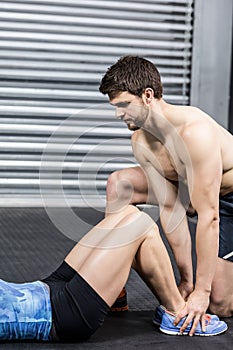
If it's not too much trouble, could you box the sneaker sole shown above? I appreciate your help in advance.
[160,326,228,337]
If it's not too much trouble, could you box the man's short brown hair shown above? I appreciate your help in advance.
[99,56,163,99]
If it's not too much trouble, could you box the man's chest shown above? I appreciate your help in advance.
[141,139,186,181]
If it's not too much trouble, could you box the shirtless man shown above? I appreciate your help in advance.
[100,56,233,330]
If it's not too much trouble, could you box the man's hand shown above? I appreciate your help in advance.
[178,280,194,301]
[174,290,210,336]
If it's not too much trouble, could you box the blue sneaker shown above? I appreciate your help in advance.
[159,312,228,337]
[153,305,219,326]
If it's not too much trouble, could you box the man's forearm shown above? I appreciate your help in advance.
[160,212,193,284]
[195,217,219,292]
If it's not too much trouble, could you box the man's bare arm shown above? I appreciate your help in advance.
[176,124,222,335]
[132,132,193,298]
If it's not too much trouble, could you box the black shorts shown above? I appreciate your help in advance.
[218,192,233,262]
[42,262,109,342]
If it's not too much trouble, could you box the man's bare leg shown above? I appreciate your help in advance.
[209,258,233,317]
[65,206,184,312]
[106,166,157,215]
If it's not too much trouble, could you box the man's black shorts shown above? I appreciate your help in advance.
[42,262,109,342]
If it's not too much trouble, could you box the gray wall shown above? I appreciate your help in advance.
[191,0,233,128]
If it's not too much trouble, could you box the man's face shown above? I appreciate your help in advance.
[110,91,148,130]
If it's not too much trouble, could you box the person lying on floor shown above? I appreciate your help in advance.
[0,206,227,342]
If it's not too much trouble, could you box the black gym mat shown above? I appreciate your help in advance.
[0,208,233,350]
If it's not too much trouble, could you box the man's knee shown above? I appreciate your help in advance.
[209,288,233,317]
[106,170,133,204]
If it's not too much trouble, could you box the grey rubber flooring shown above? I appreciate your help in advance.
[0,208,233,350]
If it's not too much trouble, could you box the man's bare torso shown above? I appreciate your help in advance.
[135,106,233,195]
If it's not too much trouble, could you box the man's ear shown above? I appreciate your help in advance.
[142,88,154,105]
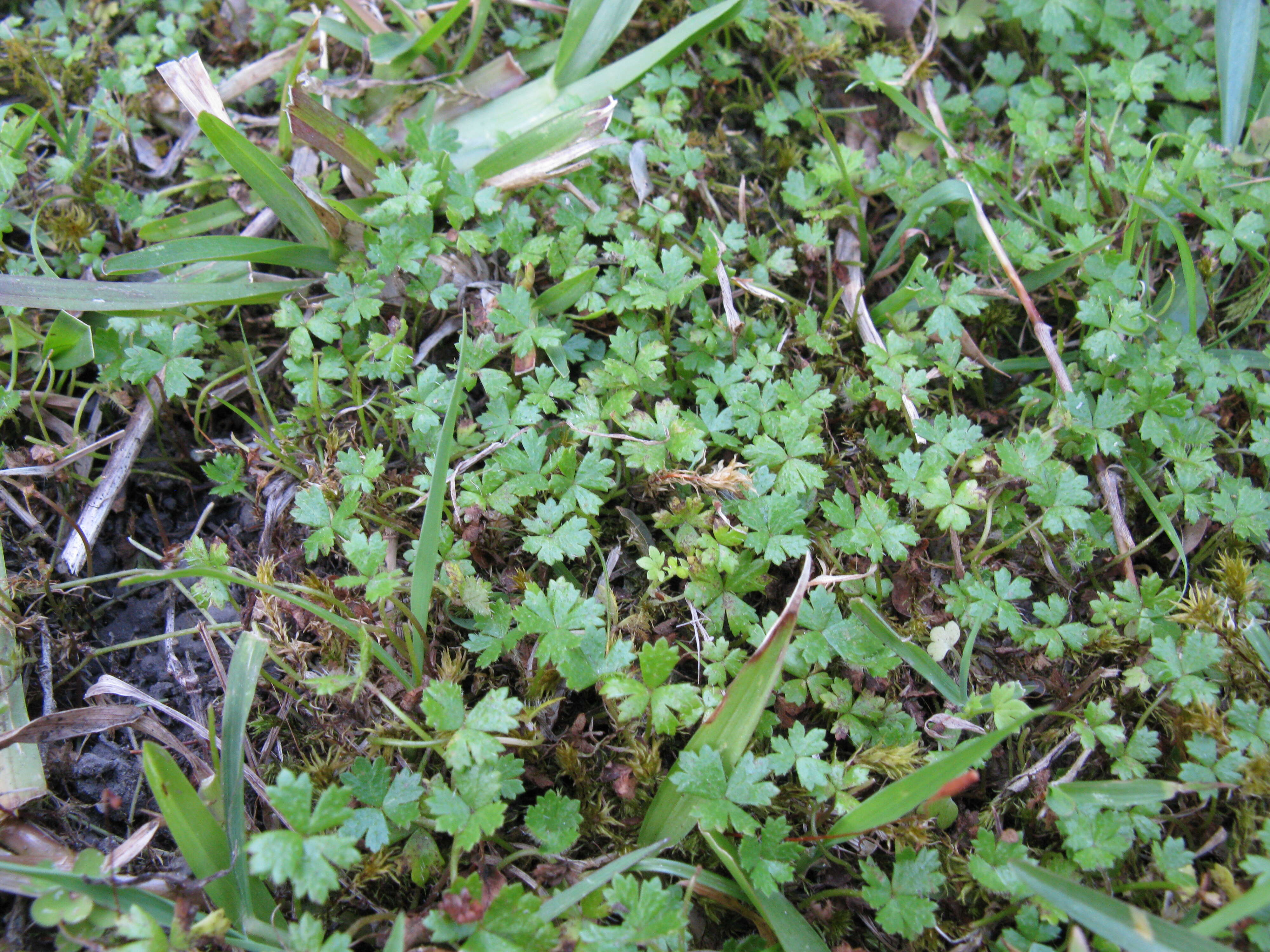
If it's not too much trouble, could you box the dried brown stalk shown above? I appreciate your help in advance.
[921,80,1138,589]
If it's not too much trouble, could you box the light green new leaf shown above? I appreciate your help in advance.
[538,840,671,923]
[0,274,312,314]
[43,311,97,371]
[1046,779,1204,816]
[851,598,968,707]
[102,235,339,274]
[198,113,330,245]
[639,555,812,845]
[701,830,829,952]
[1010,861,1227,952]
[451,0,743,171]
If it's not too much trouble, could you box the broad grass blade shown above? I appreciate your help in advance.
[1010,861,1227,952]
[41,311,97,371]
[634,857,749,902]
[198,113,329,245]
[1191,882,1270,937]
[137,198,246,241]
[221,631,267,929]
[0,547,48,812]
[410,321,467,687]
[701,830,829,952]
[538,840,671,922]
[639,555,812,845]
[828,708,1048,836]
[141,740,272,922]
[533,268,599,317]
[102,235,339,274]
[287,95,389,182]
[1046,779,1210,816]
[451,0,743,171]
[551,0,640,89]
[475,99,617,185]
[0,274,312,314]
[1120,459,1190,592]
[851,598,966,707]
[872,180,970,274]
[1214,0,1261,149]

□ □ □ □ □ □ □

— Given request —
Reproduce the records from the line containing "the man's ear" through the end of the records, both included, leaving out the pictures and keeping the requests unchanged. Multiply every bounding-box coordinate in the answers by 0.85 and round each result to a whole number, with halves rounded up.

— Completed exercise —
If it's not too much trouble, could you box the man's ear shown above? I appreciate your help in advance.
[121,75,131,89]
If it's not too much trouble, could you box the dried brown stalk shown above? I appreciate your help in advance.
[783,68,967,501]
If it's not too much trouble, could you box the light green new leaf shown above? I appreciate your help in advance.
[457,714,570,785]
[0,233,265,267]
[37,264,82,315]
[889,662,1023,694]
[723,508,823,601]
[87,200,288,233]
[168,96,281,208]
[543,472,690,718]
[596,706,705,809]
[859,732,1043,809]
[383,0,632,145]
If it's not too much trouble, could you box the broad grass blade shown above? I appreciate your help in advance.
[859,732,1043,809]
[35,264,82,315]
[539,728,637,767]
[168,96,280,208]
[1012,750,1080,796]
[116,168,209,205]
[188,536,227,790]
[0,465,41,690]
[349,273,397,584]
[596,706,705,809]
[457,714,570,784]
[543,472,690,718]
[704,602,891,711]
[120,629,231,784]
[453,228,509,269]
[87,200,288,233]
[244,81,331,155]
[889,662,1029,694]
[383,0,632,145]
[468,0,544,76]
[404,84,524,157]
[0,233,265,267]
[952,390,1012,503]
[723,508,821,601]
[741,153,825,233]
[1032,0,1072,127]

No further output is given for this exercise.